What you are asked to do. In the blog post about writing, what does the writer name as their primary motivation for writing?

Text for analysis.
________

My primary motivation in writing is the legacy I feel compelled to leave. First, of course, to my family—children, grandchildren, great grandchildren—but also to the wider community after my departure.

Now, at eighty, with prostate cancer creeping into my bones, I still have so much on my heart to write, and I’m not sure I’ll have time to complete it! Check my website to see some of my work over the last fifteen years or so:

So let me finish with some good advice from Strunk and White’s, The Elements of Style, that always lurks in the back of my mind.

It is now necessary to warn you that your concern for the reader must be pure: you must sympathize with the reader’s plight (most readers are in trouble about half the time) but never seek to know the reader’s wants. Your whole duty as a writer is to please and satisfy yourself, and the true writer always plays to an audience of one. Start sniffing the air, or glancing at the Trend Machine, and you are as good as dead, although you may make a nice living. (p. 84)


  1. It was wonderful to hear your 'voice' once again on the blog. You write so eloquently and always have something of substance to say. You are missed!

  2. The word eloquence, or eloquently, also came to my mind, Tracy, and then I notice you used it. But that's just fine, because some words, thoughts and opinions bear repeating. I'll be back to read this again, Brian, because I may need this encouragement as soon as tomorrow. :-) Thanks.

  3. Thank you for this. Being true to yourself is a hard thing if you want to make money but for me, that's the only way the passion stays alive.
    Take care and you will be in my prayers with your health concerns.

________

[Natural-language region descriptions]
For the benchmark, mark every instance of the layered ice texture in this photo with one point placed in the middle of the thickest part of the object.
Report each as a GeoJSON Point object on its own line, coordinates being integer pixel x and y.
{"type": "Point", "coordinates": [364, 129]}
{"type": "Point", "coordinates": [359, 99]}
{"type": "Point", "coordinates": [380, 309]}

________

Your solution. The legacy they feel compelled to leave, first to their family and also to the wider community.